Chambers "says to expect a bigger marketing push for Firefox in the United States soon, echoing a 'Challenge the default' ad campaign that was successful in Germany last summer. Mozilla's nonprofit ownership structure, and the idea that it's not beholden to corporate interests, figures heavily into those plans."
And of course, we can all agree on what "the rest" is. For example, surely tabs are a function for the window manager, so ditch those. And we don't need synchronisation across devices, there are specialised apps for that. And I'll have my download manager handle downloads, thank you very much. And do you know how many vulnerabilities have been found in image codec support? Why not just leave that to my dedicated image viewer? So much bloat, just give me a browser, darnit. Just use an addon if you want to render bold text.
Wouldn't it be lovely if a minimal browser was installed and on first-run it showed a checklist of modular features you could choose to install? It could be default addons made by mozilla, or something else, IDC. I'll have to look at Librewolf, I keep seeing people bring it up.
Exactly. On first setup I want to walk through a form that asks me whether I want to enable tabs, downloads, image rendering, bold fonts, etc. Of course, they should all be off by default.
It might be a horrible UX and scare off users, but that's a price I'm willing to pay for a lightweight, productive browser that isn't weighed down by needless features like bolded text.

##########

Carry on the discussion about a stripped-down Firefox browser, starting right after its final sentence.

##########

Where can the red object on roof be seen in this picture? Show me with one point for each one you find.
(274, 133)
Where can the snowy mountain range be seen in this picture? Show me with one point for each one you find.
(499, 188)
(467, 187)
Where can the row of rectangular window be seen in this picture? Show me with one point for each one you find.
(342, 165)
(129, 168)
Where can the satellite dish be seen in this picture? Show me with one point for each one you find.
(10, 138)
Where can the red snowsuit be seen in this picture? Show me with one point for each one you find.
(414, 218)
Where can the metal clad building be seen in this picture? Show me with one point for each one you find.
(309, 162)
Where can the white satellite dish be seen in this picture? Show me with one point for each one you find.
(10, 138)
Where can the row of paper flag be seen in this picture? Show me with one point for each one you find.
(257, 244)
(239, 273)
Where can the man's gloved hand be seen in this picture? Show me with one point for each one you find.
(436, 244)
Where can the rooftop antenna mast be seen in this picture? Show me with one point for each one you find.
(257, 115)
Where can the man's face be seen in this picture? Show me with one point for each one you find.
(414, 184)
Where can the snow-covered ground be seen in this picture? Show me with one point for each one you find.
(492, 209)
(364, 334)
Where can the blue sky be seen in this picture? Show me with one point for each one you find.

##########

* [OUTPUT OF THE TASK]:
Just because of Poe's Law: I've been sarcastic this entire thread, for exactly that reason. "Focusing on 'browsing'" or "just add it as an option" sound like easy solutions, but in practice whatever you ship by default needs to work well for many users, and thus will never be perfectly tailored to any individual user.
Obviously I don't actually think bold text is bloat.
The more options and configuration the more to support by the developers and more likely for problems to arise due to odd side effects of various options combinations.
We aren't being asked to "agree" on anything, so the point you're making doesn't actually come up. New and invasive and unecessary and privacy-breaking and resource-intensive "features" are being added to firefox all the goddamned time and we don't get to agree to it. Great point, though, in a falling-into-it-backasswards sort of way: maybe there should be some sort of democratization of features.